Substitute "dark garments" for "black clothing" throughout the records below, leaving all other text unchanged and omitting the pictures from your answer.
※ ※ ※
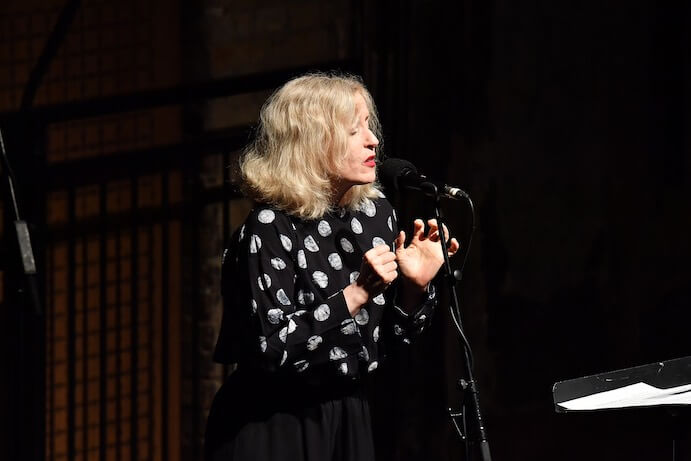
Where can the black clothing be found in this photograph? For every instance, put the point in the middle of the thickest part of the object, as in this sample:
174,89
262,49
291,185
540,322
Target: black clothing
287,326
※ ※ ※
Response for this exercise
Where can the dark garments be found in this photograph? For every instance, put the point in the middle of the thickest part of the object, as in this sample:
174,89
262,49
291,185
540,322
Target: dark garments
287,326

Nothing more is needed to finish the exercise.